#### Task statement
Output all of the entries exactly as written.

---------- Records to process ----------

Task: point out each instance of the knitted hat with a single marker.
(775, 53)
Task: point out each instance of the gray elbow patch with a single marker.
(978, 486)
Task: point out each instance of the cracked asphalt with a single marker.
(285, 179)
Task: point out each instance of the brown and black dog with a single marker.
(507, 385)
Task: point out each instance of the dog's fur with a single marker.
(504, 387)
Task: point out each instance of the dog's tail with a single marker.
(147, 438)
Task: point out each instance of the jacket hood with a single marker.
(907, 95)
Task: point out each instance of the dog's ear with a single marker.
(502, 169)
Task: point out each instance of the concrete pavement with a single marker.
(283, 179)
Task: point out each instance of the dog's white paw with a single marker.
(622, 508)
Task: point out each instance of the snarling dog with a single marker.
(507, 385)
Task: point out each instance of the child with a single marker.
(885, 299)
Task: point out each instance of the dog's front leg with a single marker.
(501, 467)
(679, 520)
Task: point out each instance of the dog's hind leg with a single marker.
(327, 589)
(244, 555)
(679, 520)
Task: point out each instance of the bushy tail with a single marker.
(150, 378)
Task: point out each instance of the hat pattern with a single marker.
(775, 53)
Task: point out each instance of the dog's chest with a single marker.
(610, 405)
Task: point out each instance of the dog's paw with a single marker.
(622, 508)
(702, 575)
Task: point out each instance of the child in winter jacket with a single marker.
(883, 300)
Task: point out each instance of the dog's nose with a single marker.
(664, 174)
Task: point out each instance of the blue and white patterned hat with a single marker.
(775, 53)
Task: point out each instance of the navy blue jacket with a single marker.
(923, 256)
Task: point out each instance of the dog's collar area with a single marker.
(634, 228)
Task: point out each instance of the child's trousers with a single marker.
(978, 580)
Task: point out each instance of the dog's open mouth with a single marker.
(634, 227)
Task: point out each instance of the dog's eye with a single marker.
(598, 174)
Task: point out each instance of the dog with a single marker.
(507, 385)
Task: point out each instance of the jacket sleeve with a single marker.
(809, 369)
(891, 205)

----------

#### Solution for this exercise
Task: point out each instance of the knitted hat with a single marker.
(775, 53)
Task: point out each instance of the gray elbow patch with a single marker.
(978, 486)
Task: point out each instance of the cracked asphalt with a single marker.
(285, 179)
Task: point out each instance of the brown and black dog with a single marker.
(507, 385)
Task: point out each instance of the dog's fur with a single marker.
(504, 387)
Task: point out each instance of the dog's tail with a single marker.
(147, 438)
Task: point out each instance of the jacket hood with a single marker.
(907, 95)
Task: point out each instance of the dog's ear with a single marker.
(502, 169)
Task: point out each instance of the concrete pavement with a single marker.
(283, 179)
Task: point out each instance of the dog's white paw with a single marker.
(622, 508)
Task: point out each instance of the snarling dog with a single marker.
(507, 385)
Task: point out each instance of the child with a single marker.
(885, 299)
Task: point out each instance of the dog's front leg with a single marker.
(501, 467)
(679, 520)
Task: point out each instance of the dog's hind leg with a single marker.
(327, 589)
(244, 555)
(679, 520)
Task: point out each instance of the bushy tail with a single marker.
(150, 378)
Task: point out each instance of the hat pattern with a single marker.
(775, 53)
Task: point out each instance of the dog's chest with a single marker.
(610, 405)
Task: point out each instance of the dog's paw with a single marker.
(622, 508)
(702, 575)
Task: point out each instance of the child in winter jacket with a single marker.
(883, 300)
Task: point out each instance of the dog's nose with a single marker.
(664, 174)
Task: point out each instance of the blue and white patterned hat with a single marker.
(775, 53)
Task: point out each instance of the navy blue jacket with a single marker.
(923, 256)
Task: point out each instance of the dog's collar area with a single marker.
(634, 228)
Task: point out each instance of the child's trousers with a single marker.
(978, 580)
Task: point out each instance of the dog's open mouth with a single marker.
(634, 227)
Task: point out each instance of the dog's eye with a single marker.
(598, 174)
Task: point out each instance of the dog with a single marker.
(507, 385)
Task: point out each instance of the jacket sleeve with a single marker.
(809, 369)
(891, 205)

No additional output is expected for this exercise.